--- Work instructions ---
Edit the stretch from the line containing "Target: light tile flooring" through the line containing "298,257 -> 407,426", putting "window shade" in place of "window blind" and keeping everything else the same.

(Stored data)
******************************

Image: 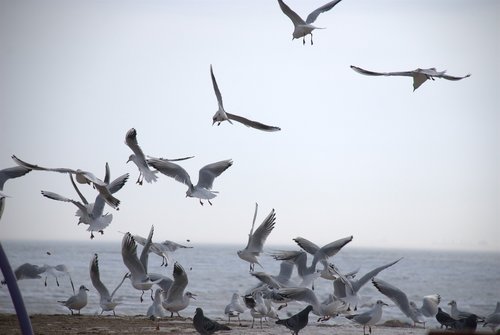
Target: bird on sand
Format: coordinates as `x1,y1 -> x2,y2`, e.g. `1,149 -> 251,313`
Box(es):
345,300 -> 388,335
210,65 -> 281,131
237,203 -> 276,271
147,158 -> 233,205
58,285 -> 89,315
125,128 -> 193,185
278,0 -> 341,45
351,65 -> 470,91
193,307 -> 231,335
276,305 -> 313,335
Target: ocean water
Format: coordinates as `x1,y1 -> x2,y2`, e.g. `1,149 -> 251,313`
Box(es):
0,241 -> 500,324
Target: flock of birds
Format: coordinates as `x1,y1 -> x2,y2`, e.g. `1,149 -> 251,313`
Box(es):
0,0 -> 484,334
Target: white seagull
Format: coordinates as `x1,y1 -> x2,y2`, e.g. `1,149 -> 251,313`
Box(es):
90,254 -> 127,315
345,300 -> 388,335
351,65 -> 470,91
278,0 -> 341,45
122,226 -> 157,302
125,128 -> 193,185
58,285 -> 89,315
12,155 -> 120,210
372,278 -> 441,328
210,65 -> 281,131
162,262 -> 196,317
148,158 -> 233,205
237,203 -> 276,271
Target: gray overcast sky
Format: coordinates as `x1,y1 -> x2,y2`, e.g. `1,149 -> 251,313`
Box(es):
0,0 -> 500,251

******************************

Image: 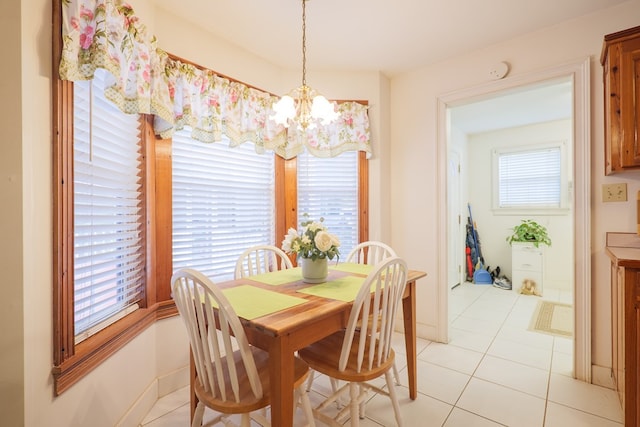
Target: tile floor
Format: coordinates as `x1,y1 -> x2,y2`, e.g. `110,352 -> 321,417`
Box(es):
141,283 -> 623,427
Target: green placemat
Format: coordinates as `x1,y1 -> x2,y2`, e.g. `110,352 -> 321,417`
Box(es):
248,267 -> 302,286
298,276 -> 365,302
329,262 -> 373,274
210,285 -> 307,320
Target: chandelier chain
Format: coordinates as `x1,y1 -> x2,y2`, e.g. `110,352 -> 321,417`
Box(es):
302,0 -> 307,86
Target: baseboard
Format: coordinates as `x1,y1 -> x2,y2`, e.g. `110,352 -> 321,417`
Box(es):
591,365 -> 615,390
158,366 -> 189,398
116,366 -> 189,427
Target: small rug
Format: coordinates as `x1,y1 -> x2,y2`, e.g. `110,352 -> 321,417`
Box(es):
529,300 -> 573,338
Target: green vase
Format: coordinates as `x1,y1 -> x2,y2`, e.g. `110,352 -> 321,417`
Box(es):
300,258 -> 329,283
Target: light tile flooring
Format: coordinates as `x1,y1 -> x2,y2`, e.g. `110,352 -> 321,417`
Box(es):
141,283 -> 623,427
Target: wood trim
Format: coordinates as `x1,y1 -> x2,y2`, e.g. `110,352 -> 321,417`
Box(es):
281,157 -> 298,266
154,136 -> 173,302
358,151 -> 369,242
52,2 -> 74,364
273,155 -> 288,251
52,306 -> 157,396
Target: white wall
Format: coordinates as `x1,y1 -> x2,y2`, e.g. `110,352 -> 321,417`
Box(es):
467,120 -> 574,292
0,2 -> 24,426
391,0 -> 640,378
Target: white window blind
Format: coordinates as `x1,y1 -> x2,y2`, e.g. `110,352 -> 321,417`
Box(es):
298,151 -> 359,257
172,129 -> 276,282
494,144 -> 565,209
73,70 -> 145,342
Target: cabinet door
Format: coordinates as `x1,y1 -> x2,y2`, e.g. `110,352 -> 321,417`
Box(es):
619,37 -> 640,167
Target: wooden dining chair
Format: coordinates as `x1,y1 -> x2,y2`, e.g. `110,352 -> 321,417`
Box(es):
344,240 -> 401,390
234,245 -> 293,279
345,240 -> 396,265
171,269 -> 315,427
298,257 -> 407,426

******************************

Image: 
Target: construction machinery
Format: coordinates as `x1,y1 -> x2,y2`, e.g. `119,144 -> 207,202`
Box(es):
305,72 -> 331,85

******************************

--- Solution to this problem ---
Target: light tile flooring
Format: coordinates as `x1,y1 -> x2,y2`, e.g. `110,352 -> 321,417`
Box(es):
141,283 -> 623,427
Target: wood trim
Format: coordinates as `x1,y1 -> x2,y2`, e.g. `110,352 -> 321,417`
Box(es):
281,157 -> 298,266
154,136 -> 173,302
358,151 -> 369,242
52,2 -> 74,364
273,155 -> 288,251
52,306 -> 157,396
Target: white wall
Format: coordinates as `x1,y1 -> x2,y2`, e.g. `110,352 -> 321,417`
Box(es):
467,120 -> 574,292
0,2 -> 24,426
391,0 -> 640,378
Target: white window shade
Format: coordinates as `x1,y1 -> x2,y2`, e.g. `110,352 -> 321,417`
Box(es):
298,151 -> 359,257
172,129 -> 276,282
494,144 -> 565,209
73,70 -> 145,342
Target: cabinet door
Format: coordinates as `x1,y1 -> x2,y2`, e.g. `110,352 -> 321,417`
Box(es):
619,37 -> 640,167
Target: wooden dining chair
Format: coordinates as `x1,y1 -> x2,y2`, e.g. `110,352 -> 321,417`
Box(es):
344,240 -> 401,390
234,245 -> 293,279
345,240 -> 396,265
171,269 -> 315,427
298,257 -> 407,426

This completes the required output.